▶ EXERCISE OBJECTIVE
Reproduce every line of the records below verbatim, leaving out the pictures.

▶ MATERIAL PROVIDED
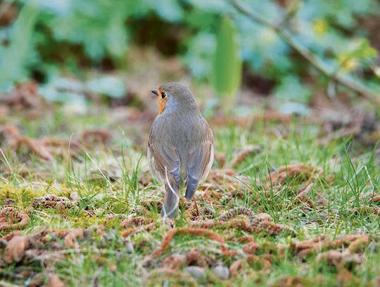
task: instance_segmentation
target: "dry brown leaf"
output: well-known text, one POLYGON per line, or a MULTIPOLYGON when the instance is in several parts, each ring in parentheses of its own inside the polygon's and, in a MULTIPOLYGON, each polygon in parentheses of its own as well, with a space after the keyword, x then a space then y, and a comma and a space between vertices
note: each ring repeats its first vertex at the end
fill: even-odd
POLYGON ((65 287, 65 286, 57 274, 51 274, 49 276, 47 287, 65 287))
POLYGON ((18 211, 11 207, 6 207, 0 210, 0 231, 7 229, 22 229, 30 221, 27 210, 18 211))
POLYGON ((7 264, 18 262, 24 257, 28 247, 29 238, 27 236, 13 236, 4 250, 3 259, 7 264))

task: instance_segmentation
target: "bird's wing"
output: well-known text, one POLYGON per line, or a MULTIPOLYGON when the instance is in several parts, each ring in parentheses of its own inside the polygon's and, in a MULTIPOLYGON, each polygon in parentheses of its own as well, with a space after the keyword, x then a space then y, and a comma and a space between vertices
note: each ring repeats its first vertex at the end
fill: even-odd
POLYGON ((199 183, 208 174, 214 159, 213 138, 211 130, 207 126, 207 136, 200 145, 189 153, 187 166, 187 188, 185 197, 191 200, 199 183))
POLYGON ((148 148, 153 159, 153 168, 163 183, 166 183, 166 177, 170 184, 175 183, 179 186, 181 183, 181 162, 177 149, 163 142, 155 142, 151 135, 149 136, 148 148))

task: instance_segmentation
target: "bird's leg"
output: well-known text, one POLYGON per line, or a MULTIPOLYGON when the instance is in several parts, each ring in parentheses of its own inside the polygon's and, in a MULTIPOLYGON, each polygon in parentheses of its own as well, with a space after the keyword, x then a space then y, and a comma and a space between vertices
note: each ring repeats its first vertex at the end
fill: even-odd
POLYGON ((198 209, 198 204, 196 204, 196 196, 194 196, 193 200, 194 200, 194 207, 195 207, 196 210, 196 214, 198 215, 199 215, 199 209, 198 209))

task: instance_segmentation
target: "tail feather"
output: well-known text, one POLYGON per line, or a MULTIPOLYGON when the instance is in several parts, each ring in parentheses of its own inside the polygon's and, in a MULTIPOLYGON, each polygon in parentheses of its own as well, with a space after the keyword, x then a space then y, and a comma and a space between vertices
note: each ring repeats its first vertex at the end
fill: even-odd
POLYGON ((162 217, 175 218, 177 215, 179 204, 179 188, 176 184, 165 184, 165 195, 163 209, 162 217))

▶ THE COMPLETED TASK
task: instance_segmentation
target: "dry brown leaf"
output: well-known text, one POLYGON per line, or a MULTIPOLYGON when the instance is in several parts, each ring in parentheses of its own inside the polygon's and, in a MULTIPOLYGON, each polygon in parentheses of its own as well, with a space after the keyword, x then a space then y, and a comma and a space between vertices
note: each ring repeats its first vertex at the end
fill: even-odd
POLYGON ((65 287, 65 286, 57 274, 51 274, 49 276, 47 287, 65 287))
POLYGON ((18 211, 11 207, 6 207, 0 210, 0 231, 7 229, 22 229, 30 221, 27 210, 18 211))
POLYGON ((7 264, 18 262, 24 257, 28 247, 29 238, 27 236, 13 236, 4 250, 3 259, 7 264))

task: instance_segmentation
target: "bird's wing"
output: well-known text, one POLYGON per line, or a MULTIPOLYGON when the instance is in several parts, each ring in parentheses of its own inside the polygon's and, in a MULTIPOLYGON, each polygon in parentheses of its own as well, with a space after the keyword, x then a space then y, and a comma and a space between vertices
note: each ring repeats its first vertex at the end
fill: even-odd
POLYGON ((199 183, 208 174, 214 159, 213 138, 211 130, 207 126, 207 136, 200 145, 189 153, 187 166, 187 188, 185 197, 191 200, 199 183))
POLYGON ((148 148, 153 159, 153 168, 163 183, 166 183, 166 177, 170 184, 175 183, 179 186, 181 183, 181 162, 177 149, 163 142, 155 142, 151 135, 149 136, 148 148))

task: instance_segmentation
target: "bird's leg"
output: well-known text, one POLYGON per line, or a MULTIPOLYGON when the instance is in several parts, each ring in parentheses of its own inside the polygon's and, in a MULTIPOLYGON, each polygon in parentheses of its own as well, with a space after the keyword, x then a space then y, and a comma and a space between vertices
note: each ring repeats its first vertex at the end
fill: even-odd
POLYGON ((198 209, 198 204, 196 204, 196 196, 194 196, 193 200, 194 200, 194 207, 195 207, 196 210, 196 214, 198 215, 199 215, 199 209, 198 209))

task: instance_segmentation
target: "tail feather"
output: well-known text, one POLYGON per line, or a MULTIPOLYGON when the instance is in several parts, each ring in parentheses of its own inside the polygon's and, in a MULTIPOLYGON, each polygon in parentheses of its own as well, with a space after the keyword, x then a space then y, and a comma and a space between vertices
note: each ring repeats its first vertex at the end
fill: even-odd
POLYGON ((162 217, 175 218, 177 215, 179 204, 179 188, 176 184, 165 184, 165 195, 163 209, 162 217))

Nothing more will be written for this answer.